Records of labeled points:
■ ■ ■ ■ ■
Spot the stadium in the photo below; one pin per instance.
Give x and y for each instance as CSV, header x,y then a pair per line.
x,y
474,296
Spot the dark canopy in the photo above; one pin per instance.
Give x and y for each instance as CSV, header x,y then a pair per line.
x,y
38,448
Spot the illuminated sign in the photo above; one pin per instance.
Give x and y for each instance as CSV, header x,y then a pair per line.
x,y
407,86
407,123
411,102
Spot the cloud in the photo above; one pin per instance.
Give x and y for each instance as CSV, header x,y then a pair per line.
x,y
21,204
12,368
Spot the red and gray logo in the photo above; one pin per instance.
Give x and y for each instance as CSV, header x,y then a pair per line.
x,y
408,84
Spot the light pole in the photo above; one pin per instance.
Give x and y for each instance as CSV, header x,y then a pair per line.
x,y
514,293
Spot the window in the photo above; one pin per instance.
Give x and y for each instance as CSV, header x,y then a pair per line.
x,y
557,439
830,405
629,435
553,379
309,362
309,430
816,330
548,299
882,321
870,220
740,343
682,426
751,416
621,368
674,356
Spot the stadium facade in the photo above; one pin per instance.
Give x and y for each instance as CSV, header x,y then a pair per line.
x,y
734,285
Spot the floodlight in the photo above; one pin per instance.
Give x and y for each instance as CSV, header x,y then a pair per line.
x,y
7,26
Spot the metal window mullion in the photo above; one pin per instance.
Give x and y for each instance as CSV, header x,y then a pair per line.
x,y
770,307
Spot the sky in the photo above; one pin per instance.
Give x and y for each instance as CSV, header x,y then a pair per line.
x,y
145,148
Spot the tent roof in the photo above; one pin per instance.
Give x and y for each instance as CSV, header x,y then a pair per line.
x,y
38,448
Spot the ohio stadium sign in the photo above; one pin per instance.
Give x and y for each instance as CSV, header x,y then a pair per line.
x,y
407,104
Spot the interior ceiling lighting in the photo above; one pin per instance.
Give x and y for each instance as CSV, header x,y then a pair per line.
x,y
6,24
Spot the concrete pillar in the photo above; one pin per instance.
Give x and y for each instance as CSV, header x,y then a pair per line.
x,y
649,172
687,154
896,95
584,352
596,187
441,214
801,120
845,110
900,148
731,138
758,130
■ ■ ■ ■ ■
» YOUR INSTRUCTIONS
Through the last line of the entries above, beginning at the line containing "Spot the window", transcribe each line exactly, both ends included and nothing more.

» PROBLEM SOLUTION
Spot the window in the photo above; one pin per instance.
Give x and y for each instance as CSV, header x,y then a pair per line.
x,y
557,439
830,405
629,435
553,379
309,362
309,430
816,330
548,299
882,321
870,220
740,343
682,426
751,416
621,368
674,356
Spot the stadium facade in the photo above; one pin per instance.
Give x and y for each instance as CSV, header x,y then a pair per line.
x,y
734,285
Spot the floodlight in the photo above; one pin per instance.
Give x and y for each instance as CSV, header x,y then a pair per line.
x,y
7,26
Spot the metal window mullion in the photo above; one pin per instance.
Give x and y for each instance as CSV, header x,y then a pair per line.
x,y
770,307
Spot the sky in the photo above; one pin per instance.
Give x and y for each instance as CSV, header x,y then a pair per line.
x,y
145,148
Spot the tent roof in the photo above; one pin per instance.
Give x and y for each instance as CSV, header x,y then a pair per line.
x,y
38,448
Spot the ohio stadium sign in the photo above; one pin per instance.
Give x and y for each instance as CSV, header x,y then a pair per line.
x,y
407,104
Spot the interior ceiling lighting in the photo above; one pin per instance.
Give x and y for each instance as CSV, header x,y then a pair per line.
x,y
6,24
Spot the concrete pillar in the photo above; one pin per instance.
Give x and y for each instance as CSV, header x,y then a pair per line.
x,y
649,172
687,154
896,95
584,352
596,187
441,214
801,120
845,110
900,148
731,138
758,130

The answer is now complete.